→ **Problem statement**:
Pick out all lines of the entries that include the word "blue" and copy them.

→ **Data provided**:
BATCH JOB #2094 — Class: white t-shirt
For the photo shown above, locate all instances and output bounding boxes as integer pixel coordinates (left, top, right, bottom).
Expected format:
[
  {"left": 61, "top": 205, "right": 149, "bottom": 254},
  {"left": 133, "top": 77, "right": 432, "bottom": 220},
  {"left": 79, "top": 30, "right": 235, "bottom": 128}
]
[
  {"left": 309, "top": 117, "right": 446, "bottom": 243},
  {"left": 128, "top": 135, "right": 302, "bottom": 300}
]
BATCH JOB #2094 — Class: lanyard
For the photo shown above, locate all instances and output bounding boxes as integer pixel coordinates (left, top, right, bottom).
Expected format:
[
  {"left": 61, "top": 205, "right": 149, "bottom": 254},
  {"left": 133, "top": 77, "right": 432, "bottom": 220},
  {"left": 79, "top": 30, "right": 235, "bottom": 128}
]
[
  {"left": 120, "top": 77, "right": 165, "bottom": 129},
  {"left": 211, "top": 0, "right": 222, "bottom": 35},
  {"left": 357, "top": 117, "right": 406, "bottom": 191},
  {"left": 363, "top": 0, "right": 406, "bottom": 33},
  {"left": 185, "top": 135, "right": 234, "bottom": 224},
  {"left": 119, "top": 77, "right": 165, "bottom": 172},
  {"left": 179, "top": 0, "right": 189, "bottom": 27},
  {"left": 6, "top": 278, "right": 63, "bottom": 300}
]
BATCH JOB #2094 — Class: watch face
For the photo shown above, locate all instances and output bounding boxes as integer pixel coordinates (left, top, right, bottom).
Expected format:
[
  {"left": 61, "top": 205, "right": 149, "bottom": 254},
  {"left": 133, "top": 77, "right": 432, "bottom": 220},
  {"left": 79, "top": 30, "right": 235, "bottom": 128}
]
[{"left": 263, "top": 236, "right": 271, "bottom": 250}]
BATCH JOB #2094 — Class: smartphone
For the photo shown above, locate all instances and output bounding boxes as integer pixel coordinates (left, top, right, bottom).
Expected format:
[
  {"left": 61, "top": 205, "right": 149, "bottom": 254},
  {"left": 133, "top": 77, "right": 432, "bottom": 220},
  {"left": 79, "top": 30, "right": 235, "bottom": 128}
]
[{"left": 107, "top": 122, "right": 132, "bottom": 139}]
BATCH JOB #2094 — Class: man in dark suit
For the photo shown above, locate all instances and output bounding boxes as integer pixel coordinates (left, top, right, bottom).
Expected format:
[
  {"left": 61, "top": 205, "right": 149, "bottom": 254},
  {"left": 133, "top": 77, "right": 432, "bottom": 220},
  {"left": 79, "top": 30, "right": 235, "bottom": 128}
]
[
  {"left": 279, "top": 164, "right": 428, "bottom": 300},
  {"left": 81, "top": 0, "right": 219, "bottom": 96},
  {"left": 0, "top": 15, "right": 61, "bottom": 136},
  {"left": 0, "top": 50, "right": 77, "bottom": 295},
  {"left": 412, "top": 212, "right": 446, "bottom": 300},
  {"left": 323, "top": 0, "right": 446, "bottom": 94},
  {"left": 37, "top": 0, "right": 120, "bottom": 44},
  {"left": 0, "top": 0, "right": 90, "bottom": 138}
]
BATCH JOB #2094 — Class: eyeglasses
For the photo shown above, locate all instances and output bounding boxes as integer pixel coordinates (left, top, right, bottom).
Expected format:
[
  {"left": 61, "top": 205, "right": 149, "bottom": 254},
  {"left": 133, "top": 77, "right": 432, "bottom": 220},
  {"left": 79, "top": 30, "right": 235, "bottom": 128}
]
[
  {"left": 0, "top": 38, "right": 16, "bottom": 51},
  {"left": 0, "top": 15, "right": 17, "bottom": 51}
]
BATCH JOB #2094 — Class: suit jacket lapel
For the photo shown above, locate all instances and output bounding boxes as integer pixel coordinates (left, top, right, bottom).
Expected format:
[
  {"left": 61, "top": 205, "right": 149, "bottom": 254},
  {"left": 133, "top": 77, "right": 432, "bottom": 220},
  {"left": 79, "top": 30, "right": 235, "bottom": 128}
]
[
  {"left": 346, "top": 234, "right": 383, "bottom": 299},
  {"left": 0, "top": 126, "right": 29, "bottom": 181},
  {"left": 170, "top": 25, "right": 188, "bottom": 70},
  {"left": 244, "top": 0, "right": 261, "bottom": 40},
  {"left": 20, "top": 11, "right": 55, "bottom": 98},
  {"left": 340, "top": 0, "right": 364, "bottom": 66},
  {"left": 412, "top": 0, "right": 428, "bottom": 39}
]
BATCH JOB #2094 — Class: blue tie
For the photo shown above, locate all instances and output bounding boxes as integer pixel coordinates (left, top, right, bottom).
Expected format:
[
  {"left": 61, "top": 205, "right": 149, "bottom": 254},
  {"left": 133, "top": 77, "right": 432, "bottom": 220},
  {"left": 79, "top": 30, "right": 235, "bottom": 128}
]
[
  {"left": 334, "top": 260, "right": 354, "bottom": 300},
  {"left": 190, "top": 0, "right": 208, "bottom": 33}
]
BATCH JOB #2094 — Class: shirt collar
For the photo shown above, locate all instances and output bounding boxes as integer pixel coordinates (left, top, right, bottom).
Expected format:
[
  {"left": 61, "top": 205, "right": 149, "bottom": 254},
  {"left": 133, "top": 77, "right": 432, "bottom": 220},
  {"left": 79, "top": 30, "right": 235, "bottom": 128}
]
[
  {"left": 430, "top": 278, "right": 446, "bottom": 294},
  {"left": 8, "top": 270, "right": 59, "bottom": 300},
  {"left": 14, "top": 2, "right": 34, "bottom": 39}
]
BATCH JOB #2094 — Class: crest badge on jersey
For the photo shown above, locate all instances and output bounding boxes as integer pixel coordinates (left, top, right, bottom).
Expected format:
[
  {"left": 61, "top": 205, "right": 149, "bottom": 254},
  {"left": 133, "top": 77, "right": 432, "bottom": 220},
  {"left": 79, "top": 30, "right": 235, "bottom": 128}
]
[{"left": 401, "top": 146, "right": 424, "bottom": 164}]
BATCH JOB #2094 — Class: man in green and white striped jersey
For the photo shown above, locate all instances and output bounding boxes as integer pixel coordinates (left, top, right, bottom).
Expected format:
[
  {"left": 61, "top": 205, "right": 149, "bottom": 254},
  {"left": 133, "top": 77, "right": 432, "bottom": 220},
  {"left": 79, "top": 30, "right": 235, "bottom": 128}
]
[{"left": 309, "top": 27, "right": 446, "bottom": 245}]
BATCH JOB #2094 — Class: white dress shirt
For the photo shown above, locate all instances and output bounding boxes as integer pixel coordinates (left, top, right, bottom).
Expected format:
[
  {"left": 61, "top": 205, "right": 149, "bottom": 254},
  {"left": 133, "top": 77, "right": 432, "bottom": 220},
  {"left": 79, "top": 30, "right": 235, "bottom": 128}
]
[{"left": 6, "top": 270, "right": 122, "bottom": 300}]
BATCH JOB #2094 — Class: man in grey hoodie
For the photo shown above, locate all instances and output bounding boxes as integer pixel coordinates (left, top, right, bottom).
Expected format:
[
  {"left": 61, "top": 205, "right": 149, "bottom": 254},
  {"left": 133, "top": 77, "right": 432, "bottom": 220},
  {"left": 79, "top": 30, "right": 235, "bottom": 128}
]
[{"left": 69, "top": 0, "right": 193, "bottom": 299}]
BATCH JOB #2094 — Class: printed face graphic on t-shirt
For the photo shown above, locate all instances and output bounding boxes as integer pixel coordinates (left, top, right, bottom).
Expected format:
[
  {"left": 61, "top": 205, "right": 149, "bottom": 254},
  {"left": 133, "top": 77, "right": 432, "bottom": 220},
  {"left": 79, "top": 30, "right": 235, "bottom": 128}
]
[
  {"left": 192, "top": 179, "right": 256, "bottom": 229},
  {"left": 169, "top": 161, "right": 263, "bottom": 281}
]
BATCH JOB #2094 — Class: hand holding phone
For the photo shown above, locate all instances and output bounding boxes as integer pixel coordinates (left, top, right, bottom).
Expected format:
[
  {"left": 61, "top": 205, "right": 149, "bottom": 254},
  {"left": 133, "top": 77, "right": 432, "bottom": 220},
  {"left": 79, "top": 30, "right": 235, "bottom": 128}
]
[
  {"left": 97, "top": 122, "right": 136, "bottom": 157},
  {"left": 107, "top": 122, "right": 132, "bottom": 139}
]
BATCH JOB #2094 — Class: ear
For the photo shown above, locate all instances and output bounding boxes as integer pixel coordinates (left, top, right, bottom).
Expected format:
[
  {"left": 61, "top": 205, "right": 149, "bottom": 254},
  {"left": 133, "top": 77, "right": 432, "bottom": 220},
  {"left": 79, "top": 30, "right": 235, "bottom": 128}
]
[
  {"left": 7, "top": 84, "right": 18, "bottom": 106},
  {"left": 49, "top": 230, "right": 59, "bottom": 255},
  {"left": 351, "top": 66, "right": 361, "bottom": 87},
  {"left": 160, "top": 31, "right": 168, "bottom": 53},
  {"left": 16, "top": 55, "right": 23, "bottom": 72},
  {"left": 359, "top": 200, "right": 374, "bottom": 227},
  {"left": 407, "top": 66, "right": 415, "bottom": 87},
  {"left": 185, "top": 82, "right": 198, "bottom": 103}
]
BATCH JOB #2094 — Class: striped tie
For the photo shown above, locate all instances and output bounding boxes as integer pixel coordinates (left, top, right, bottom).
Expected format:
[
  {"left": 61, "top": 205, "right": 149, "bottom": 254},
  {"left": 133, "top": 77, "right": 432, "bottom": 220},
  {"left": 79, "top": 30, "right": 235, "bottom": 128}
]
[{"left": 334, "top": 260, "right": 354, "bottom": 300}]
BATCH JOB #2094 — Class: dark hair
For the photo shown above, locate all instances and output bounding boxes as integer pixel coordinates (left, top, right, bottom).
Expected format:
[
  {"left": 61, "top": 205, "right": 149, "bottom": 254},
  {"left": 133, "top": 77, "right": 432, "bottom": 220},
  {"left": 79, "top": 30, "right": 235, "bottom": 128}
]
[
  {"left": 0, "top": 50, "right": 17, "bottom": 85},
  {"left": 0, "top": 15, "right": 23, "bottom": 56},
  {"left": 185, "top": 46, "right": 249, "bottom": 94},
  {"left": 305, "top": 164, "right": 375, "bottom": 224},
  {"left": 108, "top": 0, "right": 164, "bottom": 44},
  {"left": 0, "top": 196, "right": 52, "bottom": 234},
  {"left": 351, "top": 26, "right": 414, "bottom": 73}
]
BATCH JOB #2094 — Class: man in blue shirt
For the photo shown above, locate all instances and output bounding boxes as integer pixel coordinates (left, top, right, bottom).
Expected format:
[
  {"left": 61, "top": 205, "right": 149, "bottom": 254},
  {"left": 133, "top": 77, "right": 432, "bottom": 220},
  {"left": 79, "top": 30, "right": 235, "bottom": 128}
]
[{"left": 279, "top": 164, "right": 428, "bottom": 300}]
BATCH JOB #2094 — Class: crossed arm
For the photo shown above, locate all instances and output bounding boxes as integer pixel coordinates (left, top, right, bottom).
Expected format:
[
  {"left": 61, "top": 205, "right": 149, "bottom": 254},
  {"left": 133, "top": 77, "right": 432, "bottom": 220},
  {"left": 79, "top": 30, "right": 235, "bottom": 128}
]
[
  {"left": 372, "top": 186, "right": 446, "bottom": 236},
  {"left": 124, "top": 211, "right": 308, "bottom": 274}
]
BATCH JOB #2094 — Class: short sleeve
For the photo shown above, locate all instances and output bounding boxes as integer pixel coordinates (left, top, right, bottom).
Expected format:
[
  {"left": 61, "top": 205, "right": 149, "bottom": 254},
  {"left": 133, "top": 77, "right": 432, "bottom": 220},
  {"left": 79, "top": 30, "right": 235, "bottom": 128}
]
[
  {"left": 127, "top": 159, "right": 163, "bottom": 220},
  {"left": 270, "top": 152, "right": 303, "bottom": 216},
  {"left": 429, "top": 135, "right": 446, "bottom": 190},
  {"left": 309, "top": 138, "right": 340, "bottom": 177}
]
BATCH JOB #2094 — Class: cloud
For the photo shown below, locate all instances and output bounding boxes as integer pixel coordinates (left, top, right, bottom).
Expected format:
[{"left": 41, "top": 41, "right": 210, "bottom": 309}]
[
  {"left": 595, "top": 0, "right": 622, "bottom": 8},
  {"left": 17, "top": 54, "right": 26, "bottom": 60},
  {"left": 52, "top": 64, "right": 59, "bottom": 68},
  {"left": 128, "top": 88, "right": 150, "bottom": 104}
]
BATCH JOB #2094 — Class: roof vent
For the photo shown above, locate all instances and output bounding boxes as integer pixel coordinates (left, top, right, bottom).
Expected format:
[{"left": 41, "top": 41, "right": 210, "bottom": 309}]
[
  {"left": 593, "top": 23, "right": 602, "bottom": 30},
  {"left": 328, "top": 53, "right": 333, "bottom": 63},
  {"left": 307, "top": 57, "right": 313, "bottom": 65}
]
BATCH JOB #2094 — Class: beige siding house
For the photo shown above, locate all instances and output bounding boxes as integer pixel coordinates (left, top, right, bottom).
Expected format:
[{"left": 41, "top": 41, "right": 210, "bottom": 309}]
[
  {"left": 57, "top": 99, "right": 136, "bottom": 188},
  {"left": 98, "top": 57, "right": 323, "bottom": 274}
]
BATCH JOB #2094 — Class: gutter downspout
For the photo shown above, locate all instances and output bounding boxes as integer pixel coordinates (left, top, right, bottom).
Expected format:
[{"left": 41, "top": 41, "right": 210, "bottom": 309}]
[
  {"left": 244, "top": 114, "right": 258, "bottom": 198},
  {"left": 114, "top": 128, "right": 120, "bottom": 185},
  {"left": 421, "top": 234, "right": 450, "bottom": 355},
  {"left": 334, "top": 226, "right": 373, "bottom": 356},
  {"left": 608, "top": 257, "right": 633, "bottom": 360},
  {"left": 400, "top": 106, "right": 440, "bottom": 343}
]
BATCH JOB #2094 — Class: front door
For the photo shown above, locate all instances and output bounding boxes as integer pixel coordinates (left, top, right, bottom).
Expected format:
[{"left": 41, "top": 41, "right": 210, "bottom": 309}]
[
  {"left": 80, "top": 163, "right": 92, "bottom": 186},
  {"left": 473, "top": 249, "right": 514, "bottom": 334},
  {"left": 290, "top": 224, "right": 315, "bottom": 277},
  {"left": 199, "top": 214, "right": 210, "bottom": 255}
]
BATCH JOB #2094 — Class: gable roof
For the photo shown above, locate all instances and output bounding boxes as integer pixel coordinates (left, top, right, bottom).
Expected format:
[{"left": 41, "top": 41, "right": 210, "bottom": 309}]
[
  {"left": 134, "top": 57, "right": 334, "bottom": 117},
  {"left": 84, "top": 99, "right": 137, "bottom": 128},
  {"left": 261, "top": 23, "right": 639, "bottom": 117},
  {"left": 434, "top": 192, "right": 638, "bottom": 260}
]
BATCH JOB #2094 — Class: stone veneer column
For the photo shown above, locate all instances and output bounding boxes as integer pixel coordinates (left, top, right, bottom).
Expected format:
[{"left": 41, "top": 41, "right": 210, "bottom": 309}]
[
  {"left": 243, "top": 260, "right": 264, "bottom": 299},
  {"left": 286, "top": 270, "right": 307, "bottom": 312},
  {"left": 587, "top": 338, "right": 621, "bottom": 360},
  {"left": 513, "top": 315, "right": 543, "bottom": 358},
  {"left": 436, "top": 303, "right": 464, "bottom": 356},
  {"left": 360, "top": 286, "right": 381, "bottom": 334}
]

→ **Answer to this problem**:
BATCH JOB #2094 — Class: blue tie
BATCH JOB #2094 — Class: man in blue shirt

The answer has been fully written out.